### Problem statement
Format the items below as a JSON list of strings, with one string for each line and any blank lines omitted.

Records from a data collection
- - -

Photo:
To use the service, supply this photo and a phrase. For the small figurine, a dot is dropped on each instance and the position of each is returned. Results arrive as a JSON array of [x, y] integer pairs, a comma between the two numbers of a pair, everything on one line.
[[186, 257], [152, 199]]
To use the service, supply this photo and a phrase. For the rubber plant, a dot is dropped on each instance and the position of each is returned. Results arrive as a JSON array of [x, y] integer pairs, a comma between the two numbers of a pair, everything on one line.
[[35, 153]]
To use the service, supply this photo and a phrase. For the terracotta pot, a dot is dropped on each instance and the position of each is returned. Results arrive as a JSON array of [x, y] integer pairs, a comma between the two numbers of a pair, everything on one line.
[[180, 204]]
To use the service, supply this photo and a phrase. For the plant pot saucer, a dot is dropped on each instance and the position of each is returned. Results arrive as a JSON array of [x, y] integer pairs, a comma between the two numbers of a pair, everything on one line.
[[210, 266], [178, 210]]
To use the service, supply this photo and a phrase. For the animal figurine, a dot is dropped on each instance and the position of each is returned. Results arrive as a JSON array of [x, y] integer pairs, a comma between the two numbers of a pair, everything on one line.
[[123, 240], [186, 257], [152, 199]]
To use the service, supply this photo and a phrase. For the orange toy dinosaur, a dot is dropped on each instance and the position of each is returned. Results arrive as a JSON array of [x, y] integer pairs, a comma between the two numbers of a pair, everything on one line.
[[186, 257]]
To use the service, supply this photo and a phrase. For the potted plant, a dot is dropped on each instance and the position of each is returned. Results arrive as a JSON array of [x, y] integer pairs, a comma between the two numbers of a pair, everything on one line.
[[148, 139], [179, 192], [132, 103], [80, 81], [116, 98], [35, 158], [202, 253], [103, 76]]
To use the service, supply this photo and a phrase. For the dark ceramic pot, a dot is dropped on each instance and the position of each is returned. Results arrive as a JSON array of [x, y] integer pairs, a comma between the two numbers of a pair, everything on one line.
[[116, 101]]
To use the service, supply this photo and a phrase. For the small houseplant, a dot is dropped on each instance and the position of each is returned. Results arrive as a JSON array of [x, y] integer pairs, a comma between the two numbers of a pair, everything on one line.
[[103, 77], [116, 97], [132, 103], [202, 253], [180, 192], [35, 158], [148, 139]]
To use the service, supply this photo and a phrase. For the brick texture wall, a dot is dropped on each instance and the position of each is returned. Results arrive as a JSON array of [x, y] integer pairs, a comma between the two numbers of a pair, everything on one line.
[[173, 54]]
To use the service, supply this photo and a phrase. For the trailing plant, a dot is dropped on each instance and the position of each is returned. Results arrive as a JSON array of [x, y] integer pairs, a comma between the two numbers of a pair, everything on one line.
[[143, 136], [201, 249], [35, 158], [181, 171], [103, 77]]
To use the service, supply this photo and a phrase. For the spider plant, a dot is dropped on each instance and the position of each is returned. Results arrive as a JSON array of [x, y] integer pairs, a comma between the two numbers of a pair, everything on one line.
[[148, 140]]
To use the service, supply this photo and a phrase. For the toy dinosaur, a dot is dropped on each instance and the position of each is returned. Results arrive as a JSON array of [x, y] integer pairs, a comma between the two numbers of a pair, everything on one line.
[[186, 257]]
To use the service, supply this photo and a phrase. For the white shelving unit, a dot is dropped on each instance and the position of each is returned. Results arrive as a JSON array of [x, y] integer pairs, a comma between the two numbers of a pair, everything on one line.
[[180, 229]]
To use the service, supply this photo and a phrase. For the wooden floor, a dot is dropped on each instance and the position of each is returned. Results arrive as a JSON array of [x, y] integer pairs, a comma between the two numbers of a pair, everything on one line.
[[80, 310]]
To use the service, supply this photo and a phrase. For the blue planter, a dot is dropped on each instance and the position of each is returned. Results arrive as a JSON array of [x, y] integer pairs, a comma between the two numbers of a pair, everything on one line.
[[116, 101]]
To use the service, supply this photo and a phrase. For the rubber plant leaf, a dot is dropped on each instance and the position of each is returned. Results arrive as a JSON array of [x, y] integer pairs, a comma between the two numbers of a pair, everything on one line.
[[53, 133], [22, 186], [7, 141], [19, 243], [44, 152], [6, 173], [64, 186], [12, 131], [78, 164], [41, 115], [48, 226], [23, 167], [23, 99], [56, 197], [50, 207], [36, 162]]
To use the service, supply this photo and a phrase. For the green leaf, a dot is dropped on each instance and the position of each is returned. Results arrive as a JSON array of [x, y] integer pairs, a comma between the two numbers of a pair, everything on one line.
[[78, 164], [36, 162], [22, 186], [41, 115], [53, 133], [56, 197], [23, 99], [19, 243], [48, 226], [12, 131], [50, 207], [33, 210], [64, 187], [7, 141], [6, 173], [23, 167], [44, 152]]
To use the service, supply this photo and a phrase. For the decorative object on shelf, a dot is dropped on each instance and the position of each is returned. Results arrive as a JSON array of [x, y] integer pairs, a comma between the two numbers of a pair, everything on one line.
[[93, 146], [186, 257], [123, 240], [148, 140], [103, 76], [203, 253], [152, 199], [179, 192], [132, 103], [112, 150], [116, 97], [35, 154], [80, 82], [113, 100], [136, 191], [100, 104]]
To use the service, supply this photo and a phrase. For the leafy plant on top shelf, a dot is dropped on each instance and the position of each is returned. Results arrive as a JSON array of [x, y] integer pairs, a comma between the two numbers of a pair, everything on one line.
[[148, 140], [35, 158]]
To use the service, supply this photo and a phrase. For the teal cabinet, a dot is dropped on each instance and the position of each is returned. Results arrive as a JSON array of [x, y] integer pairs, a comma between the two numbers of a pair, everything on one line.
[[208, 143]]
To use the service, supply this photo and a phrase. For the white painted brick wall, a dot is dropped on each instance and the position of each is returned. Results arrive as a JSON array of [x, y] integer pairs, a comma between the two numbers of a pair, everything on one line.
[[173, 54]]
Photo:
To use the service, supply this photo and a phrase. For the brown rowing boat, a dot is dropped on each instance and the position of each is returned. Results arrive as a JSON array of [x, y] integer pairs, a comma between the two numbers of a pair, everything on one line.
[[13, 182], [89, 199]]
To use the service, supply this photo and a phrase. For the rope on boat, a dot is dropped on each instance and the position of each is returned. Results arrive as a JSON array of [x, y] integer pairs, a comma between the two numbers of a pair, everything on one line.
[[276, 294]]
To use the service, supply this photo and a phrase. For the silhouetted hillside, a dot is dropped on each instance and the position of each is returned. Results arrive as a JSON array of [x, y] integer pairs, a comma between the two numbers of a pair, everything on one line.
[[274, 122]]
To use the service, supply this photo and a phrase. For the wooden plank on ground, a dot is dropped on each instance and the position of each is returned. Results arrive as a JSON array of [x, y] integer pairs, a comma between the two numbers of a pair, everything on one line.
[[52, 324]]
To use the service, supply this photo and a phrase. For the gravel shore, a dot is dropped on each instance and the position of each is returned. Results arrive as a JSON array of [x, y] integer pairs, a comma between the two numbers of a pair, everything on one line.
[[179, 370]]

- - -

### Correct output
[
  "Photo:",
  "To use the service, supply this photo and a phrase. For the small figurine, a dot is dropped on each instance and the position of each is returned. Results arrive as a JSON array of [x, y] integer pairs, a comma between the two numbers of a pair, everything on one line.",
  "[[186, 257], [152, 199]]",
  "To use the service, supply this photo and a phrase. For the rubber plant, a dot is dropped on each instance and the position of each is returned. Results arrive as a JSON array of [x, y] integer pairs, a comma between the two numbers of a pair, everything on one line.",
  "[[35, 153]]",
  "To use the service, supply this photo and a phrase. For the terracotta pot, a dot is dropped on each instance and the position of each is returned. Results arrive as a JSON array of [x, y] integer pairs, a comma between the two numbers of a pair, everything on one line.",
  "[[180, 204]]",
  "To use the service, supply this photo and a phrase. For the plant pot saucer, a dot is dropped on each instance and the position of each is returned. Results arrive as a JSON array of [x, y] integer pairs, a comma between the two numbers of a pair, everything on one line.",
  "[[210, 266], [178, 210]]",
  "To use the service, supply this photo and a phrase. For the animal figurine, a dot is dropped on each instance and the position of each is returned. Results arrive as a JSON array of [x, y] integer pairs, a comma between the two numbers of a pair, everything on one line.",
  "[[123, 240], [186, 257], [152, 199]]",
  "To use the service, supply this photo and a phrase. For the orange toy dinosaur, a dot is dropped on each instance and the position of each is returned. Results arrive as a JSON array of [x, y] integer pairs, a comma between the two numbers of a pair, everything on one line.",
  "[[186, 257]]",
  "To use the service, supply this photo and a phrase. For the potted plant, a dot is dropped on each instance and the position of each is returned. Results arrive as a JSON array of [x, y] integer pairs, a comma between the two numbers of a pair, everything on one line.",
  "[[148, 139], [179, 192], [132, 103], [80, 81], [116, 98], [35, 158], [202, 253], [103, 76]]",
  "To use the service, supply this photo and a phrase. For the dark ceramic pot, a dot is dropped on each instance and the position of each is returned. Results arrive as a JSON array of [x, y] integer pairs, a comma between the two numbers of a pair, everything on one line.",
  "[[116, 101]]",
  "To use the service, supply this photo and a phrase. For the small houseplant, a dot is dropped on each instance and the position of each is returned. Results arrive as a JSON array of [x, y] integer pairs, a comma between the two numbers of a pair, everything on one line.",
  "[[103, 77], [116, 97], [132, 103], [202, 253], [180, 192], [35, 158], [148, 139]]",
  "To use the service, supply this photo and a phrase. For the brick texture wall, a dot is dropped on each instance and the position of each is returned. Results arrive as a JSON array of [x, y] integer pairs, a comma between the two numbers of a pair, everything on one line.",
  "[[173, 54]]",
  "To use the service, supply this photo and a phrase. For the trailing plant, a dot is dropped on each instance and the position of each is returned. Results arrive as a JSON array of [x, y] integer pairs, a comma between the two numbers of a pair, everything on one line.",
  "[[143, 136], [201, 249], [35, 158], [181, 171], [103, 77]]",
  "To use the service, supply this photo and a phrase. For the spider plant, a dot is dropped on each instance and the position of each is returned. Results arrive as a JSON array of [x, y] integer pairs, a comma between the two numbers of a pair, everything on one line.",
  "[[148, 140]]",
  "To use the service, supply this photo and a phrase. For the toy dinosaur, a dot is dropped on each instance and the position of each is returned. Results arrive as a JSON array of [x, y] integer pairs, a comma between the two numbers of a pair, everything on one line.",
  "[[186, 257]]",
  "To use the service, supply this photo and a phrase. For the white shelving unit, a dot is dropped on each instance and the position of each is returned. Results arrive as a JSON array of [x, y] integer pairs, a comma between the two numbers of a pair, everything on one line.",
  "[[180, 229]]",
  "To use the service, supply this photo and a phrase. For the wooden floor, a dot is dropped on each instance and the position of each is returned. Results arrive as a JSON array of [x, y] integer pairs, a comma between the two numbers of a pair, everything on one line.",
  "[[80, 310]]",
  "To use the service, supply this photo and a phrase. For the blue planter, a dot is dropped on each instance and the position of each is returned. Results arrive as a JSON array of [x, y] integer pairs, a comma between the two numbers of a pair, everything on one line.",
  "[[116, 101]]",
  "To use the service, supply this photo and a phrase. For the rubber plant leaf, a dot is dropped on each instance and the position of each is returned. Results arrive as a JSON array of [x, y] integer pairs, a comma between the two numbers of a pair, everything on one line.",
  "[[53, 133], [22, 186], [7, 141], [19, 243], [44, 152], [6, 173], [64, 186], [12, 131], [78, 164], [41, 115], [48, 226], [23, 167], [23, 99], [56, 197], [50, 207], [36, 162]]",
  "To use the service, supply this photo and a phrase. For the green leaf, a dot is dropped on each instance and the position of each is returned. Results arrive as a JSON array of [x, y] integer pairs, a comma between the two numbers of a pair, everything on one line.",
  "[[78, 164], [36, 162], [22, 186], [41, 115], [53, 133], [56, 197], [23, 99], [19, 243], [48, 226], [12, 131], [50, 207], [33, 210], [64, 187], [7, 141], [6, 173], [23, 167], [44, 152]]",
  "To use the service, supply this photo and a phrase. For the decorative object on shelf, a dot is dropped on each instance and the position of each is returned. Results arrive as a JSON array of [x, y] integer pairs, a comma between the two numbers of a pair, everything on one line.",
  "[[93, 146], [186, 257], [123, 240], [148, 140], [103, 76], [203, 253], [152, 199], [179, 192], [132, 103], [112, 150], [116, 97], [35, 154], [80, 82], [113, 100], [136, 191], [100, 104]]",
  "To use the service, supply this photo and a phrase. For the leafy plant on top shelf, a dot is dropped on each instance and the position of each is returned. Results arrive as a JSON array of [x, y] integer pairs, a comma between the two numbers of a pair, everything on one line.",
  "[[148, 140], [35, 158]]",
  "To use the service, supply this photo and a phrase. For the teal cabinet, a dot is dropped on each instance and the position of each is returned. Results arrive as a JSON array of [x, y] integer pairs, a comma between the two numbers of a pair, everything on one line.",
  "[[208, 143]]",
  "To use the service, supply this photo and a phrase. For the white painted brick wall, a dot is dropped on each instance and the position of each is returned. Results arrive as a JSON array of [x, y] integer pairs, a comma between the two numbers of a pair, everything on one line.",
  "[[173, 54]]",
  "Photo:",
  "To use the service, supply this photo and a phrase. For the brown rowing boat, a dot is dropped on each instance and the position of each is returned. Results arrive as a JSON array of [x, y] integer pairs, a comma between the two numbers of a pair, everything on one line.",
  "[[13, 182], [89, 199]]",
  "To use the service, supply this photo and a phrase. For the rope on boat, a dot is dropped on each instance and the position of each is returned. Results arrive as a JSON array of [x, y] integer pairs, a comma between the two numbers of a pair, everything on one line.",
  "[[276, 294]]",
  "To use the service, supply this photo and a phrase. For the silhouetted hillside, a dot is dropped on each instance and the position of each is returned. Results arrive as a JSON array of [x, y] integer pairs, a comma between the two numbers of a pair, everything on one line.",
  "[[274, 122]]",
  "To use the service, supply this photo and a phrase. For the wooden plank on ground, a dot is dropped on each instance and the position of each is returned. Results arrive as a JSON array of [x, y] integer pairs, a comma between the two numbers of a pair, everything on one line.",
  "[[52, 324]]",
  "To use the service, supply this photo and a phrase. For the gravel shore, a dot is dropped on each instance and the position of each is returned. Results arrive as a JSON array of [x, y] integer pairs, a comma between the two numbers of a pair, everything on one line.",
  "[[179, 370]]"
]